### AIM:
Reproduce the lines of the listing below word for word, beginning at the line that has "Point on each instance of the calf's ear." and stopping after the line that has "Target: calf's ear".

### ENTRIES PROVIDED:
- - - -
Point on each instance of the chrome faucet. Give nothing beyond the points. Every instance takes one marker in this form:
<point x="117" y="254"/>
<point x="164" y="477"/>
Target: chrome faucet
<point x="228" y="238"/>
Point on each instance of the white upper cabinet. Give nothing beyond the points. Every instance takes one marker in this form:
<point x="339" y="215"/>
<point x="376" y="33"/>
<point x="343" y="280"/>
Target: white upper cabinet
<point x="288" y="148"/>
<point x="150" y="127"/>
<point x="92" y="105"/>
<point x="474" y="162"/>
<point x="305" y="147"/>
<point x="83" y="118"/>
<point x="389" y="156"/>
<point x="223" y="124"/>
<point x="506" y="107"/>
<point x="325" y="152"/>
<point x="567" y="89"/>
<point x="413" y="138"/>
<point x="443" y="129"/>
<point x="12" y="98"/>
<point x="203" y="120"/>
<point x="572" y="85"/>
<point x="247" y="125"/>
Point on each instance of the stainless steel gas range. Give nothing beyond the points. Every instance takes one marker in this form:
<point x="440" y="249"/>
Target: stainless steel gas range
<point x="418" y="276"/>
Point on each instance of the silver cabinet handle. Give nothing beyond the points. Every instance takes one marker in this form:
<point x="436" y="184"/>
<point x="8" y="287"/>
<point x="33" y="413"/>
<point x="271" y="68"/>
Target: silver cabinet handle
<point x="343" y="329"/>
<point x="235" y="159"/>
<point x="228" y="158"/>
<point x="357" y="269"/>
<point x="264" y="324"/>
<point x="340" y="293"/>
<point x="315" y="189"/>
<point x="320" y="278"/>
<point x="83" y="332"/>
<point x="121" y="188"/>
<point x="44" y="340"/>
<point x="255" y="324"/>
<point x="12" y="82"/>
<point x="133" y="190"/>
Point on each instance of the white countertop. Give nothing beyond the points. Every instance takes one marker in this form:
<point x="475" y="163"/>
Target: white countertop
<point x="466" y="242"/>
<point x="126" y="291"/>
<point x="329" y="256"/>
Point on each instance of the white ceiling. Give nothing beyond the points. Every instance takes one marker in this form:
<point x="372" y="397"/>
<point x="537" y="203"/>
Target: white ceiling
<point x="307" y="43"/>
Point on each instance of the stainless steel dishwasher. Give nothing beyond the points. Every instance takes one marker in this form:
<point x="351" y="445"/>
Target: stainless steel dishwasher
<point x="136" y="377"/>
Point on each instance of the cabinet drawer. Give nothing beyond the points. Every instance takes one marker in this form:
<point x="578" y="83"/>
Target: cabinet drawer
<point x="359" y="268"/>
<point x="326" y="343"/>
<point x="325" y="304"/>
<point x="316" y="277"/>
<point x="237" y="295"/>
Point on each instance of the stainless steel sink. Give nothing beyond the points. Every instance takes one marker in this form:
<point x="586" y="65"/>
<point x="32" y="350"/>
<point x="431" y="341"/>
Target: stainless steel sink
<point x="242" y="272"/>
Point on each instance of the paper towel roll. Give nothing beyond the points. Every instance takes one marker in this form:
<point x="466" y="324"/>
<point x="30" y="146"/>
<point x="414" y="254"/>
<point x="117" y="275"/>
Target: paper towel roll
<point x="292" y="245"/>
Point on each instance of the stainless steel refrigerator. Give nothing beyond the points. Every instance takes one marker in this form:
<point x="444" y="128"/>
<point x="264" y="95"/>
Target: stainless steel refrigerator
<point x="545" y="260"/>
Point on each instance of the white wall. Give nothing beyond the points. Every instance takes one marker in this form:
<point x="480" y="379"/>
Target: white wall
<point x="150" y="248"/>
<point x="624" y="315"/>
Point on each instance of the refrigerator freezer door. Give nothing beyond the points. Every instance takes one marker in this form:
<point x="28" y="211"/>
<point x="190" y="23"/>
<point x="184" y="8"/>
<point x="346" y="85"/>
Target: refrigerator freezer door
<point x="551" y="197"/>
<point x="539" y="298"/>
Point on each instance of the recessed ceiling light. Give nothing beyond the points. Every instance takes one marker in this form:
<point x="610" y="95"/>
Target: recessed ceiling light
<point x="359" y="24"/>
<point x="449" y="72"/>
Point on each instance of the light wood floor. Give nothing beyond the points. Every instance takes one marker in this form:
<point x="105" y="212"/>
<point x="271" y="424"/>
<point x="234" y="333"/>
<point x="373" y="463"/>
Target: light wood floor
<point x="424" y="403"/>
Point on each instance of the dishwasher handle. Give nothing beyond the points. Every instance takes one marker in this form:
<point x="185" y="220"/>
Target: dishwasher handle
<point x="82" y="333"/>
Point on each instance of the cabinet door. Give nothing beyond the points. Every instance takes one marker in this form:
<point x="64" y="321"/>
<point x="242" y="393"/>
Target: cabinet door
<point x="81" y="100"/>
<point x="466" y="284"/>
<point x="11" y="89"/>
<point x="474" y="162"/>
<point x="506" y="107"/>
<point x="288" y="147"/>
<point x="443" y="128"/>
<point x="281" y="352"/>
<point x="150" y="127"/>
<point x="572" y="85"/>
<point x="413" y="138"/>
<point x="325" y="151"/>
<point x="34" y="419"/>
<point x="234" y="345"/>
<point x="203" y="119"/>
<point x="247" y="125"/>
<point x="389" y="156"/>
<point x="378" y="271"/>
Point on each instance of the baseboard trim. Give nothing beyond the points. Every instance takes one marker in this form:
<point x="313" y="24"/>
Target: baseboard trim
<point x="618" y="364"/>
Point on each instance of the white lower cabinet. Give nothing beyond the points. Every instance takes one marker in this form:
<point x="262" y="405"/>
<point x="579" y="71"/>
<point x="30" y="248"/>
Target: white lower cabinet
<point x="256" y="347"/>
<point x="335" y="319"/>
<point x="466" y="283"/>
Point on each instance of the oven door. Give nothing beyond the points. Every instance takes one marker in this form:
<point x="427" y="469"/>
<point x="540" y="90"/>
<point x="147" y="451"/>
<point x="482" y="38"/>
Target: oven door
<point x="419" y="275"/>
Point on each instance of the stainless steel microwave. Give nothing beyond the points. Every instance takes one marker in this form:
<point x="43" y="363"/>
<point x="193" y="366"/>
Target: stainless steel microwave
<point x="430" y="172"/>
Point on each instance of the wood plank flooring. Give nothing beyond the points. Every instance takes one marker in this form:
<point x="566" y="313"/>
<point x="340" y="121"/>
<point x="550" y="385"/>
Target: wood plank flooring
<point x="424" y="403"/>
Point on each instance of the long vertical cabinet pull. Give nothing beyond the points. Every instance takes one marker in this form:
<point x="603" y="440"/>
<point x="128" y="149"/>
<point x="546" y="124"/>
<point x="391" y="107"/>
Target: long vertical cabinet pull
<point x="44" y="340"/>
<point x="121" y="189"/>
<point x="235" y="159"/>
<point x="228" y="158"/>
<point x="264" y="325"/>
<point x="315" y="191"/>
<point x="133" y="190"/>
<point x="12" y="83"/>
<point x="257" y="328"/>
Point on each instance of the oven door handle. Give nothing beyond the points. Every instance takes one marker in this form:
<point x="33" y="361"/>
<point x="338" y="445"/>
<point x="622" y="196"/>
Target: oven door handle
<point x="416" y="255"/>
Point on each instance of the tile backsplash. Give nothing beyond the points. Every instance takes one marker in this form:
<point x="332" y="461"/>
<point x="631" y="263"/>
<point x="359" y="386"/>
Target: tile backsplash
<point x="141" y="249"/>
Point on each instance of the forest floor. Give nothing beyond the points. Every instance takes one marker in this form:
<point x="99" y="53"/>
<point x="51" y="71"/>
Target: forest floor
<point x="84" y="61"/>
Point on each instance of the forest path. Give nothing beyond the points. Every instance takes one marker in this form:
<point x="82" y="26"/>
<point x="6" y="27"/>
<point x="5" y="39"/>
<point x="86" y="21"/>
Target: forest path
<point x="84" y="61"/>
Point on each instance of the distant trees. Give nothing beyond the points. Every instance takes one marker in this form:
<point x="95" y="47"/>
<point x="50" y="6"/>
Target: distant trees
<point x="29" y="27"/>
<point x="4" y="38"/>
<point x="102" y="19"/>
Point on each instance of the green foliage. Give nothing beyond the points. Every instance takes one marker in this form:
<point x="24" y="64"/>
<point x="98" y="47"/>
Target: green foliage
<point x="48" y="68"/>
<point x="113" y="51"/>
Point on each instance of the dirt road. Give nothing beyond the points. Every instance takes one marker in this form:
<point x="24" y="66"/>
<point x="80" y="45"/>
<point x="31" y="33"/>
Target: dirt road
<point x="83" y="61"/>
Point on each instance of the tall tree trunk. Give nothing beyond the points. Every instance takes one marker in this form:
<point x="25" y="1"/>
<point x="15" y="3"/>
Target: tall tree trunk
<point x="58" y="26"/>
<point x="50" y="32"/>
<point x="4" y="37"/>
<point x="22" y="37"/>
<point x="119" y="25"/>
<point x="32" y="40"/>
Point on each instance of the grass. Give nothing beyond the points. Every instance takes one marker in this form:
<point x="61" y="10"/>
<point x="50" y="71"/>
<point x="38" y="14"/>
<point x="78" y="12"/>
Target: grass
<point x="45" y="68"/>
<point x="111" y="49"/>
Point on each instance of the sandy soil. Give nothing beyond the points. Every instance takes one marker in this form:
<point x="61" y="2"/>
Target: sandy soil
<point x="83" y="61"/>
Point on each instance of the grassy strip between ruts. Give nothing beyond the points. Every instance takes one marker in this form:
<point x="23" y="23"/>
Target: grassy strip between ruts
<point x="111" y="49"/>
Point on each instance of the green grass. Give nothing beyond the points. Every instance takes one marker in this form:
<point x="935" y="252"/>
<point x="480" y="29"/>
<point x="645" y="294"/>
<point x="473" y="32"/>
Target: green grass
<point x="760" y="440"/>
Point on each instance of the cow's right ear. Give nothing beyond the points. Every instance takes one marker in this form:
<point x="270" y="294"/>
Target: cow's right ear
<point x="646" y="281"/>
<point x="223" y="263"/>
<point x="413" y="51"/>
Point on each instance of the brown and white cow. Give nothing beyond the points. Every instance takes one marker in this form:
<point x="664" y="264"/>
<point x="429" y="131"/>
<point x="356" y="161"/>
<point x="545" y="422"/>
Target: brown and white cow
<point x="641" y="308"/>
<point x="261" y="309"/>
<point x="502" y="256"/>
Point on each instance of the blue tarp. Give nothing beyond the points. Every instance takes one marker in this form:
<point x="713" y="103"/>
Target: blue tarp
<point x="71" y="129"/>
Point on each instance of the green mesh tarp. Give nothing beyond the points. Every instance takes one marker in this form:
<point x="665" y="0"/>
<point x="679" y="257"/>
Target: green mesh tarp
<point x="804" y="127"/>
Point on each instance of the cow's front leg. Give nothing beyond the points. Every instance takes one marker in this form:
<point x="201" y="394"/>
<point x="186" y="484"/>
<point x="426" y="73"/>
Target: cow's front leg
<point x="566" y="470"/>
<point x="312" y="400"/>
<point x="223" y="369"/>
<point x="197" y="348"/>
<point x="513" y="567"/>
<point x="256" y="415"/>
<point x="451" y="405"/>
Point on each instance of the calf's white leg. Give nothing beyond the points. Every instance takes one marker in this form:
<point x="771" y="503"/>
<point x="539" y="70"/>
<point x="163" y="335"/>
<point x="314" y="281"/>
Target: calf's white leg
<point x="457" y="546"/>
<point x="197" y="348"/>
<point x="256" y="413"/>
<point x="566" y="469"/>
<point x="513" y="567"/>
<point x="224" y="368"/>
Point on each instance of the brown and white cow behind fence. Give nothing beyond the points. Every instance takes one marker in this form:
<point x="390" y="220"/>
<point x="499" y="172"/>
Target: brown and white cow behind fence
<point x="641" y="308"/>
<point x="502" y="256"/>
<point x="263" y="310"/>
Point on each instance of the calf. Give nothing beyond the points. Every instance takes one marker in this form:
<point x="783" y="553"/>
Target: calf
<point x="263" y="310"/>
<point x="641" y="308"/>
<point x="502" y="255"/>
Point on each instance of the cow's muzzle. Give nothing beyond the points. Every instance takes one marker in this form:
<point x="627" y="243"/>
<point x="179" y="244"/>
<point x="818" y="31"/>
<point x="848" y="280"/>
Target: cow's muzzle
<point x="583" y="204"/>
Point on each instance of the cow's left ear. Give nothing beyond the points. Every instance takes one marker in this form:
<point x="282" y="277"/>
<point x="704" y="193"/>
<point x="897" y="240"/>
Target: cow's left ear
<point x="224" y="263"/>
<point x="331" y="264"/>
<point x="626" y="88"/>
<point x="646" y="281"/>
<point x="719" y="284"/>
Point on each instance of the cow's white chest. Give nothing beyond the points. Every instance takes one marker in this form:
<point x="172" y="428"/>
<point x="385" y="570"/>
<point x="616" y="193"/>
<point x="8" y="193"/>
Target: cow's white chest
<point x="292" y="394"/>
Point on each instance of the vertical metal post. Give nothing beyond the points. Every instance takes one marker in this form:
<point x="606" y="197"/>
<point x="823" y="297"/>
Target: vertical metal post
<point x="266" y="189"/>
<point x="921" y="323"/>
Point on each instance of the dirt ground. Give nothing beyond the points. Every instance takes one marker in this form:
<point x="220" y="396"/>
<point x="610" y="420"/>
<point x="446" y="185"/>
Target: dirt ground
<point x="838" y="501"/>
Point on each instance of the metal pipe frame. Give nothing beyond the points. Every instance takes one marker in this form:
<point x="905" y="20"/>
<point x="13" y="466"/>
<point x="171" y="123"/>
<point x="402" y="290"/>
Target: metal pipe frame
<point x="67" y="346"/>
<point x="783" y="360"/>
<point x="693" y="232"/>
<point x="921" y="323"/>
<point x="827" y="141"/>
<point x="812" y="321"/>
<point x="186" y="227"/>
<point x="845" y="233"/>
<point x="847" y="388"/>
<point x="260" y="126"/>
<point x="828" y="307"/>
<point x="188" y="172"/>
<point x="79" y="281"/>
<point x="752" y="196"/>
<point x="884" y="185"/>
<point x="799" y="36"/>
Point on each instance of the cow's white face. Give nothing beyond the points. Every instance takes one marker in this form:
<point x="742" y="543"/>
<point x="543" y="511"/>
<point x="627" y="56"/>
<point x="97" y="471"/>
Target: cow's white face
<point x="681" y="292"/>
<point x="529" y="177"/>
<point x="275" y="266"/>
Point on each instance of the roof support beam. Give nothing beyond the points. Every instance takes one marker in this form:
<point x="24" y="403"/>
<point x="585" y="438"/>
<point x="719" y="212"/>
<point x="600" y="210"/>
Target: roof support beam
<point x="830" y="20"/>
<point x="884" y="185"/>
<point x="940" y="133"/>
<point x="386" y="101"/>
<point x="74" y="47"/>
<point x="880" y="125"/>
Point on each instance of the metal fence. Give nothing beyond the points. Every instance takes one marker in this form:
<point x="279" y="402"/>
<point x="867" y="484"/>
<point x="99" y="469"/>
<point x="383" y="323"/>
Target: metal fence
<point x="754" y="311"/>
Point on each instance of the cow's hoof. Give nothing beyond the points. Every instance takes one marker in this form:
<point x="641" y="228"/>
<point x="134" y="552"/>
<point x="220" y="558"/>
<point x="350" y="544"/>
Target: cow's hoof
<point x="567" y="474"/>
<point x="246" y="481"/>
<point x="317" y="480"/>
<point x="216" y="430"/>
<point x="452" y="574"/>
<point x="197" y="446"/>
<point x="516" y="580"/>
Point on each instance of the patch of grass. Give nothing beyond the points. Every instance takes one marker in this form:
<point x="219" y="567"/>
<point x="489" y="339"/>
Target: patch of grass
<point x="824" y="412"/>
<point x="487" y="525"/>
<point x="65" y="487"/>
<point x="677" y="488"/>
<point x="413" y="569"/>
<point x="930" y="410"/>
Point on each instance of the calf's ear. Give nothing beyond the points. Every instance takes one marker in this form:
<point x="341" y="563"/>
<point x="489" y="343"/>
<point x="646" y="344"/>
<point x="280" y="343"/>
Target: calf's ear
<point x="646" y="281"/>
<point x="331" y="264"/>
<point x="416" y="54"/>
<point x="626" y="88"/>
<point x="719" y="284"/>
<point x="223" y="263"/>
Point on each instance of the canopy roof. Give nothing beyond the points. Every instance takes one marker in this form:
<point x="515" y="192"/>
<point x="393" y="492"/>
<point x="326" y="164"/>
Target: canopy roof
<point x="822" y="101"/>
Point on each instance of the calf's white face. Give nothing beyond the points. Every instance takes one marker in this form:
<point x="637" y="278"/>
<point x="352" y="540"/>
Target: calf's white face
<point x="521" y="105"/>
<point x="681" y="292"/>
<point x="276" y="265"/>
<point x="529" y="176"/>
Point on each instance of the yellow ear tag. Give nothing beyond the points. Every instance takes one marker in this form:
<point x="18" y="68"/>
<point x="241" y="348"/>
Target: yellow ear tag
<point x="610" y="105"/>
- - - -
### WRITTEN REPLY:
Point on each instance of the calf's ear. Give nothing beyond the points. Every instance takes one marker in this form:
<point x="341" y="563"/>
<point x="489" y="343"/>
<point x="646" y="344"/>
<point x="280" y="343"/>
Target: calf's ear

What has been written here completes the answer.